* **Задание A**
Объясните, почему, согласно отрывку о религиозной теме современности, неусвоение смысла учения Христа о любви становится особенно понятным в эпохи, подобные нашей.
* **Задание B**
Продолжите отрывок о религиозной теме современности с того места, где он обрывается.
┌─ Выбранный отрывок
Почему левые лучше правых? Иван Ильин в спорах о будущем России - стр. 19
Но если религиозная тема современности дана именно христианством, его учением о Боговоплощении, о Богочеловечестве, то возможно ли подойти к разработке этой темы, минуя самое содержание христианства? Не у одного Ильина, но и у других русских мыслителей мы встречаем любопытный парадокс: проблемы, по самому существу восходящие к христианству, к его принципиальному существу, иногда разрешаются в тонах ветхозаветных. Неусвоение всего таинственного смысла учения Христа о любви становится особенно понятным в эпохи, подобные нашим, – когда зло торжествует особенно нагло и дерзко, когда добро остается закрытым, придавленным: в такие эпохи особенно легко поддаться жажде «наказания» и мести, жажде воздать «око за око и зуб за зуб». Из глубины души подымается страстная потребность утверждать в Боге начало праведности и справедливости – душа как бы находит для себя утешение в том, что всякое зло будет наказано. Есть и другие корни того, почему ветхозаветные настроения овладевают христианской душой – идея законничества, столь связанная внутренне с Ветхим Заветом, имеет и положительные корни в современной душе. Как ни звучит парадоксально, но я склонен утверждать, что просвещенство, с его отвержением всего иррационального, с его утверждением силы нашего разума и верой в его устрояющую силу, с его утопией регулировать историю личности через логику и через рационализацию всего инстинктивного и стихийного – просвещенство и само было связано с расстройством целостности в духовной жизни и в то же время создавало и создает доныне ущербное восприятие христианства. Я не буду сейчас развивать этой трудной и сложной темы, мне достаточно отметить это своеобразное противоречие, в котором так часто обретается современность. Темы, по существу поставленные христианством и только в нем находящие надлежащий смысл, разрабатываются нередко с помощью дохристианских идей и концепций: одно из самых глубоких и существенных недоразумений на этом пути заключается в том, что можно назвать христианским натурализмом. Это очень сложное явление, выросшее на лоне глубокого христианского настроения, но все же дающее прорасти в нем настоящему язычеству, простодушному преклонению перед фактом. Ввиду важности этого явления для правильного обсуждения вопросов, поднимаемых Ильиным в его книге, я хотел бы несколько остановиться здесь.
└─
┌─ Показанный материал
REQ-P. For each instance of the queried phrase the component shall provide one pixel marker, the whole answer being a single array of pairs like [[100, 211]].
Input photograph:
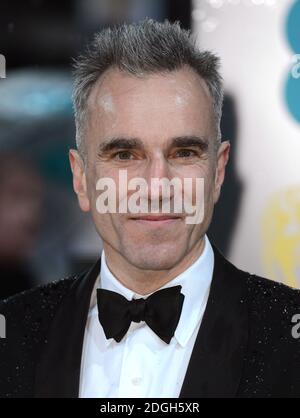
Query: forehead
[[175, 101]]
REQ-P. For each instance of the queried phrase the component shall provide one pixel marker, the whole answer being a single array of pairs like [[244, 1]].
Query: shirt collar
[[195, 282]]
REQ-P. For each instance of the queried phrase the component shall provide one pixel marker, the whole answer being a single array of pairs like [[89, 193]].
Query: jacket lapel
[[216, 362], [58, 370]]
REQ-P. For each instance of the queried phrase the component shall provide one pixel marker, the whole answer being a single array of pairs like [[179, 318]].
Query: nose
[[157, 170]]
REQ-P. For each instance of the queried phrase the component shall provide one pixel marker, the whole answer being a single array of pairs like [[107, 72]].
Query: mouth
[[156, 220]]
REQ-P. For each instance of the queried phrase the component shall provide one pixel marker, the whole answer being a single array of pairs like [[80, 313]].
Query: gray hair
[[138, 48]]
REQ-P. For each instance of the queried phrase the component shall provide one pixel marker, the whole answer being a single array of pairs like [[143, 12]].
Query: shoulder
[[271, 296], [38, 298]]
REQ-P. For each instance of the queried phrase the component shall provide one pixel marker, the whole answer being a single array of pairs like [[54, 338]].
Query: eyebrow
[[135, 143], [119, 142], [190, 141]]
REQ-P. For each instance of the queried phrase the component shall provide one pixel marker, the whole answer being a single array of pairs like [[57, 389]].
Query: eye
[[123, 155], [185, 153]]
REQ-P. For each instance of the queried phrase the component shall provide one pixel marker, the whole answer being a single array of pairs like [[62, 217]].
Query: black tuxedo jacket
[[244, 346]]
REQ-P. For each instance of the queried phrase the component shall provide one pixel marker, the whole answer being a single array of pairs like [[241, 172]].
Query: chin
[[155, 257]]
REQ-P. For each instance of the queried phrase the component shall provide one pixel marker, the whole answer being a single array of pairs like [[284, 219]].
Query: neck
[[144, 282]]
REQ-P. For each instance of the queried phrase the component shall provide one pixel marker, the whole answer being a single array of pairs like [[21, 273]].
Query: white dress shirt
[[141, 364]]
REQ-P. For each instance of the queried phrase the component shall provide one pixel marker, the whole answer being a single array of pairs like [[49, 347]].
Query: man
[[162, 313]]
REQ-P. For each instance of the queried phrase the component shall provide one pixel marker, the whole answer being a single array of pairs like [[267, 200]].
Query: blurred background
[[43, 234]]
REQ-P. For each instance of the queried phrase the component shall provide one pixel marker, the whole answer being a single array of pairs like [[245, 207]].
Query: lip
[[156, 221]]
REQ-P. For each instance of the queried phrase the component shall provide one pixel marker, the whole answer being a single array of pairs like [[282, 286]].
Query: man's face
[[155, 126]]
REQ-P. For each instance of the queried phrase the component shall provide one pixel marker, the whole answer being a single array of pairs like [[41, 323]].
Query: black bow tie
[[161, 312]]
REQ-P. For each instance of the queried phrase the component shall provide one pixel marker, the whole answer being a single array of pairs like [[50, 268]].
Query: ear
[[222, 159], [79, 180]]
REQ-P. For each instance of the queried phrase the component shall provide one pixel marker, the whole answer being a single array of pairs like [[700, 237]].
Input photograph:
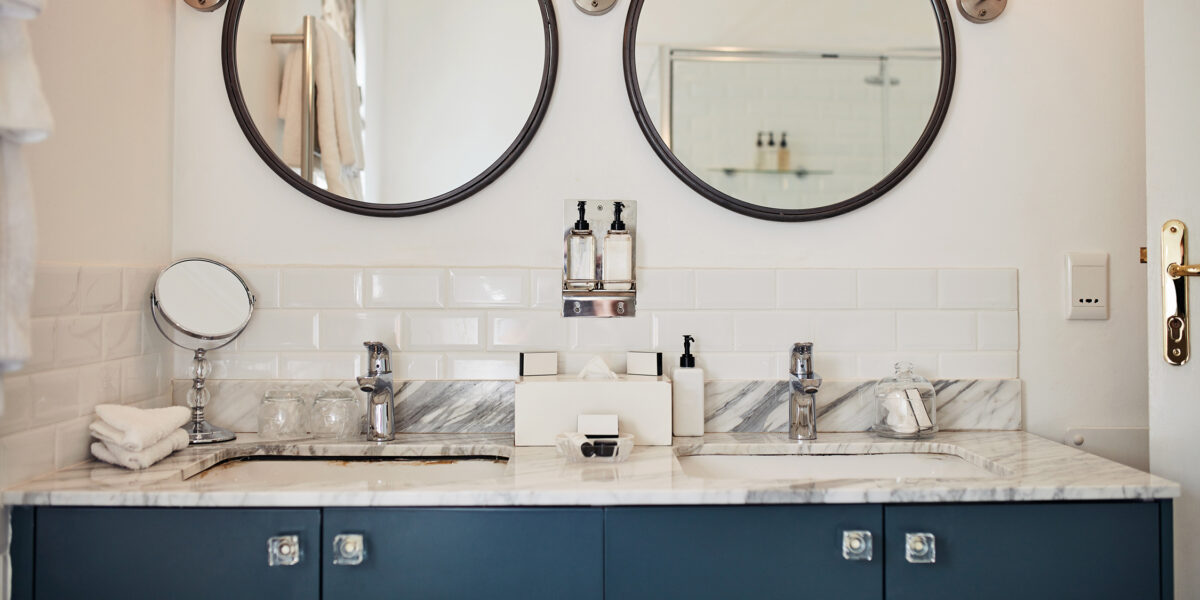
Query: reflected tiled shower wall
[[310, 323], [94, 343]]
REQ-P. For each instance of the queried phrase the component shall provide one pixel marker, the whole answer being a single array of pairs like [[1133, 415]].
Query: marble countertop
[[1021, 467]]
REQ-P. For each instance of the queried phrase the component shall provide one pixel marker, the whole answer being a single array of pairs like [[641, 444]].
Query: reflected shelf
[[798, 172]]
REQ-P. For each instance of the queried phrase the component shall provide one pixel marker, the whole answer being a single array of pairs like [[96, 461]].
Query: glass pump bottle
[[581, 253]]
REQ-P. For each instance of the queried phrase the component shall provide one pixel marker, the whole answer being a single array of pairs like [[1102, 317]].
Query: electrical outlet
[[1087, 286]]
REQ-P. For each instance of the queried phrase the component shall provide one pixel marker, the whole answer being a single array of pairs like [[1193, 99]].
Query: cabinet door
[[178, 553], [1029, 551], [720, 552], [493, 553]]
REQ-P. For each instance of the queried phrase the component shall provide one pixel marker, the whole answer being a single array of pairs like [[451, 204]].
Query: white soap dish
[[580, 448]]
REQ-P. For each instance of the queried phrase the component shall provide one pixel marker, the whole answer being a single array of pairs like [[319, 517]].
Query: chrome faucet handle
[[378, 358]]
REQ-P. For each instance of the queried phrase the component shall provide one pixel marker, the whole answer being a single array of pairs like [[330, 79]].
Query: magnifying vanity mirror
[[389, 107], [201, 305], [790, 109]]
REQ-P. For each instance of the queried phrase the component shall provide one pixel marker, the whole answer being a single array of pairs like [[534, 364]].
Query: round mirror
[[201, 305], [389, 107], [790, 109]]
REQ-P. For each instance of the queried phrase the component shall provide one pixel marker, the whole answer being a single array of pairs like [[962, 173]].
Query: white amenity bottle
[[688, 394], [618, 253]]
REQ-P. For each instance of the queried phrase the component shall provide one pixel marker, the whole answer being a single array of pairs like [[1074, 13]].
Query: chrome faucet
[[381, 397], [802, 408]]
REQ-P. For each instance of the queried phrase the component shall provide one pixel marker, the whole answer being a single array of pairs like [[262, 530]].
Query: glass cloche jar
[[905, 405]]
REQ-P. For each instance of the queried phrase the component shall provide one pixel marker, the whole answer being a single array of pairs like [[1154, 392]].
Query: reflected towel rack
[[309, 102]]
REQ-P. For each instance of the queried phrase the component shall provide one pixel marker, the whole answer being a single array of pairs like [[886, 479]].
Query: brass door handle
[[1176, 329]]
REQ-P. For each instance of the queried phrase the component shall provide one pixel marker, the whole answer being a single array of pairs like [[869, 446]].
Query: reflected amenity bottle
[[581, 253], [618, 253]]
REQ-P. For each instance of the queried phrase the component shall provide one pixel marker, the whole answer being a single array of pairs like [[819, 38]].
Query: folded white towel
[[119, 456], [135, 429]]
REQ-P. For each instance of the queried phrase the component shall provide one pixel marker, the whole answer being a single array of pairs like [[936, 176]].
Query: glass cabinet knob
[[856, 545], [349, 549], [283, 551], [919, 547]]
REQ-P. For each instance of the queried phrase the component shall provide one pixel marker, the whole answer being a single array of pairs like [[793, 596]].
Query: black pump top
[[687, 360], [617, 223], [582, 223]]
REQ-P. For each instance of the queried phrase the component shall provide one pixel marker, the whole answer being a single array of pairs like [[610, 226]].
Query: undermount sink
[[826, 467], [375, 472]]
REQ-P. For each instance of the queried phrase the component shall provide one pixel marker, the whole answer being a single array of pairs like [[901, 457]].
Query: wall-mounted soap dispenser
[[599, 283]]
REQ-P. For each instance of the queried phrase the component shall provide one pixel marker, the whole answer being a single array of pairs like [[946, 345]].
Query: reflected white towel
[[121, 457], [339, 112], [24, 118], [135, 429]]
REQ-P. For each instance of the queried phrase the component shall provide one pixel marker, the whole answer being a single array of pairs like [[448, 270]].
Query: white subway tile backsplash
[[999, 330], [936, 330], [613, 335], [489, 287], [55, 291], [880, 365], [527, 330], [742, 365], [100, 384], [137, 282], [27, 455], [121, 334], [55, 395], [546, 288], [977, 288], [411, 365], [816, 288], [855, 330], [321, 288], [897, 288], [346, 330], [41, 333], [443, 330], [264, 283], [78, 340], [18, 397], [406, 288], [978, 365], [497, 365], [100, 289], [72, 442], [324, 365], [658, 288], [713, 330], [735, 288], [281, 330], [771, 330]]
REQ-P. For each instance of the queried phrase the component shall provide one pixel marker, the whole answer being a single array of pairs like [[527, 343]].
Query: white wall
[[1042, 154]]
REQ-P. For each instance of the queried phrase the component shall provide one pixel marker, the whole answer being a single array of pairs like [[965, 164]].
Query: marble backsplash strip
[[733, 406]]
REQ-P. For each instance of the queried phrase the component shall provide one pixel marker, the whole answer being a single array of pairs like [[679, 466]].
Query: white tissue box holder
[[551, 405]]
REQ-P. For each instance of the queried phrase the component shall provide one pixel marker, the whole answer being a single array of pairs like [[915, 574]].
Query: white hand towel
[[135, 429], [141, 460]]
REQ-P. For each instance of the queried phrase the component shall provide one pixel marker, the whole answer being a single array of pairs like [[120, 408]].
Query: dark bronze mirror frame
[[946, 87], [233, 88]]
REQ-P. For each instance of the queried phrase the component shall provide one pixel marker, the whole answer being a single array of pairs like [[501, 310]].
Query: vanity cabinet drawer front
[[495, 553], [720, 552], [1029, 551], [178, 553]]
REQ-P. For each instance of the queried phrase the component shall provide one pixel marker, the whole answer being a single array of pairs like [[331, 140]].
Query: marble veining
[[730, 406], [1025, 468]]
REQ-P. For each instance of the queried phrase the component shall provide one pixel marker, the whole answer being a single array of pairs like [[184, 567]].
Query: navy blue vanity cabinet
[[526, 553], [720, 552], [178, 553], [1027, 551]]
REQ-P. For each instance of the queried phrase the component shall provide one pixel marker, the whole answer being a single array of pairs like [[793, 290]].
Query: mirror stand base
[[203, 432]]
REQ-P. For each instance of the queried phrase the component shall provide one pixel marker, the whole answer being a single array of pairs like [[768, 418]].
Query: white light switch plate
[[1087, 286]]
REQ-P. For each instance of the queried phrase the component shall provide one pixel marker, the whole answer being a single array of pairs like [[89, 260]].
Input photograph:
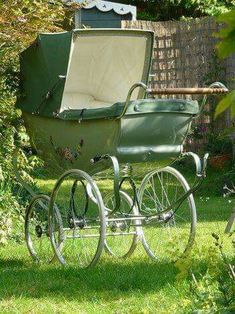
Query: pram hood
[[83, 69]]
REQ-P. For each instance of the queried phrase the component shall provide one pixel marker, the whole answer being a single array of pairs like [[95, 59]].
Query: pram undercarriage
[[84, 215]]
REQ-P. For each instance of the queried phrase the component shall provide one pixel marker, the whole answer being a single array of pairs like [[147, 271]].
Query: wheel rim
[[124, 244], [37, 229], [169, 236], [83, 220]]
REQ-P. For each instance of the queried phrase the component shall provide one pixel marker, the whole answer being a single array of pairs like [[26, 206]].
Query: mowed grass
[[136, 285]]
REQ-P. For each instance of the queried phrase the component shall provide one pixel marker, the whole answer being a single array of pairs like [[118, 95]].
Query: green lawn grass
[[136, 285]]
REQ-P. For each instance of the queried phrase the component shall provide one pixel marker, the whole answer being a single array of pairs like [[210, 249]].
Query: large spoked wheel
[[122, 234], [37, 229], [169, 234], [81, 235]]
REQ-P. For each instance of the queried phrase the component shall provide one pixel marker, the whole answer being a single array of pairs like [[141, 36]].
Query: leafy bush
[[212, 288]]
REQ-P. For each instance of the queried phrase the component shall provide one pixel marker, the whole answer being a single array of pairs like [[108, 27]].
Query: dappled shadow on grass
[[109, 279]]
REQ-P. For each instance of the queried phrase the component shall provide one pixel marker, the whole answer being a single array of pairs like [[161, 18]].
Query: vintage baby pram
[[85, 113]]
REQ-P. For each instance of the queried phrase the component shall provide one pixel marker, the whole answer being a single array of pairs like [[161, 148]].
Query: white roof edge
[[105, 6]]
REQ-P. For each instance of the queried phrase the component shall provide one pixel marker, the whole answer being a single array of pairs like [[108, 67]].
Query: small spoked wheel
[[169, 227], [122, 230], [81, 235], [37, 229]]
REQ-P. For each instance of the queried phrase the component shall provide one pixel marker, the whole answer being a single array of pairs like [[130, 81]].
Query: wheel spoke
[[170, 234]]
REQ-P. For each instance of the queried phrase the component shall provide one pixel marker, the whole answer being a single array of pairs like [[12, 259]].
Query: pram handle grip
[[188, 91], [215, 88]]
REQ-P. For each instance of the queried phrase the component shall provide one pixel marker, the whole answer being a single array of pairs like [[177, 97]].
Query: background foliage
[[20, 22], [164, 10]]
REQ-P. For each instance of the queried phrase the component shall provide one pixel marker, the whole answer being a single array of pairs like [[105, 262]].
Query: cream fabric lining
[[102, 69]]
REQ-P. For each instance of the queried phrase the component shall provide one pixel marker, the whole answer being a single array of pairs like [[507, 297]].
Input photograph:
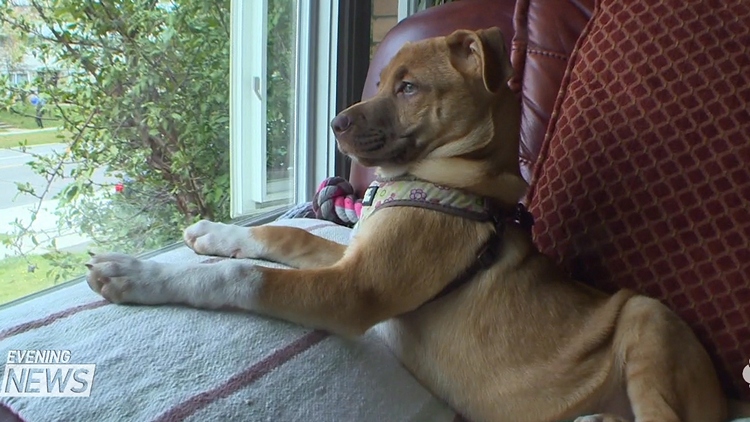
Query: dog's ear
[[482, 51]]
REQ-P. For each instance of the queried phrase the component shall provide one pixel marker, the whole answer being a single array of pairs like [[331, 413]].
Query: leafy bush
[[142, 86]]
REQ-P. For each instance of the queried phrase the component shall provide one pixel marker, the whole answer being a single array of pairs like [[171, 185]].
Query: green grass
[[16, 281], [33, 138], [25, 120]]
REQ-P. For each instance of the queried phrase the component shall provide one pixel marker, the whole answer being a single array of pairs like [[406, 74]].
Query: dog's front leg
[[379, 276], [339, 299], [291, 246]]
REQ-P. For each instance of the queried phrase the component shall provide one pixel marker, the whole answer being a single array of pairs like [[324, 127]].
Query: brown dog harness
[[413, 192]]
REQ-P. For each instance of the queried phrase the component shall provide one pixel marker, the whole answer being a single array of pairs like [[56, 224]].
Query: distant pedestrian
[[38, 103]]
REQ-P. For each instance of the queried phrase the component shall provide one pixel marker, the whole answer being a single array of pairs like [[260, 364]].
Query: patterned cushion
[[644, 178]]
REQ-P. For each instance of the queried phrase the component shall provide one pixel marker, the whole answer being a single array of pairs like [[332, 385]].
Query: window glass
[[115, 127]]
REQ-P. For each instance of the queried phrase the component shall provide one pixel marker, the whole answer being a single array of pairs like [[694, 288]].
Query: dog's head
[[443, 112]]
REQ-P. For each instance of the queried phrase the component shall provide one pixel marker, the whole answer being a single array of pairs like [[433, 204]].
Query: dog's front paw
[[122, 278], [219, 239]]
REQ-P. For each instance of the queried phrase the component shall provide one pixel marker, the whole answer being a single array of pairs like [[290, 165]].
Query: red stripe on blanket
[[31, 325], [187, 408], [320, 226], [9, 415]]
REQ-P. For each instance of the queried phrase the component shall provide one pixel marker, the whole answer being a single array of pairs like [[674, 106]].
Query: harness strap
[[489, 252]]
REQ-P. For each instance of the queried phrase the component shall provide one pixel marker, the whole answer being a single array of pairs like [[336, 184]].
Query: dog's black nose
[[341, 123]]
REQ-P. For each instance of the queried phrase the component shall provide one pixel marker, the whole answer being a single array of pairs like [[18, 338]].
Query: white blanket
[[174, 363]]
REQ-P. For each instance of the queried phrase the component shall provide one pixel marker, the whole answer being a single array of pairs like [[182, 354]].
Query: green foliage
[[141, 88], [281, 64]]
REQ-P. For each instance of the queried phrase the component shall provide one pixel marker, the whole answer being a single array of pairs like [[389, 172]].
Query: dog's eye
[[407, 88]]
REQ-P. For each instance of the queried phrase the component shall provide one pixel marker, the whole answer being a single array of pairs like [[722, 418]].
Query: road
[[13, 169], [14, 206]]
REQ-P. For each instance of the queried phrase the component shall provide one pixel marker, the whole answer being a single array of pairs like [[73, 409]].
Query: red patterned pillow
[[644, 178]]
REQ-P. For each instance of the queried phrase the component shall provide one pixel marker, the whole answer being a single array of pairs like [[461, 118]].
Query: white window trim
[[314, 145]]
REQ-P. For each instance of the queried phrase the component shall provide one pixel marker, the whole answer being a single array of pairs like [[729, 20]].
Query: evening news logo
[[45, 373]]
└─
* **Ответ на задание A**
В такие эпохи зло торжествует особенно нагло и дерзко, а добро остается закрытым и придавленным. Поэтому особенно легко поддаться жажде «наказания» и мести, жажде воздать «око за око и зуб за зуб».

* **Ответ на задание B**
Мы могли бы определить христианский натурализм как признание бытия, внешне связанного с Церковью, уже освященным и преображенным; это и есть забвение иноприродности мира, нечувствие неправды его, глубоко в нем лежащей. Как и всякий натурализм, христианский натурализм покоится на наивности или на потускнении духовного взора – на восторженном восприятии добра и света и совершенном нечувствии тьмы и греха в жизни индивидуальной и исторической. Трагизм участия в мире становится этом случае чисто словесным, ибо благостное ощущение Бога мире устраняет отрицание коренной неправды в мире, ведет к <тому, что утверждается признание священным всего природного – особенно смущающее русскую религиозную мысль с ее космизмом – и создает своеобразный христианский натурализм в его двух основных формах. Одна обнаруживает склонность к пантеизму, в силу чего проблема зла приобретает второстепенный, а потом и мнимый характер, как бы тонет в восприятии Бога в мире. Другое направление (оно было очень ярко выражено в почвенничестве, у Розанова) склонно принимать натуральное уже несущим в себе святыню. Отрицание коренной неправды в мире ведет к признанию священным всего натурального, в частности, борьба со злом, государственная и культурная деятельность оправданы уже в самом истоке своем. Это «романтическое» увлечение государством, культурой понижает ощущение коренной двусмысленности мира. Между тем всякое участие в жизни мира, даже под руководством церкви, не устраняет его коренной неправды, как творение «церковной культуры» не устраняет ее глубокой двусмысленности (церковная культура» не есть Церковь), ибо одно сочетание натурального и Божественного не дает еще той их связности, какая раскрыта в Богочеловечестве. В путях церковной культуры благословение и молитвы Церкви присоединяются к натуральным движениям, – иногда их преображая (в меру направленности сердца нашего к этому и в меру нашей духовной зрелости), а иногда проходя для нас безрезультатно. Даже причастие Св. Тайн хотя и дает реальное сопребывание со Христом («Ядый Мою плоть и пияй Мою кровь, во Мне пребывает и Аз в нем»), но само по себе не преображает нас. Лишь в Церкви и через Церковь сочетание Божественного и человеческого из простой рядоположности возвышается до таинственной «нераздельности и неслиянности».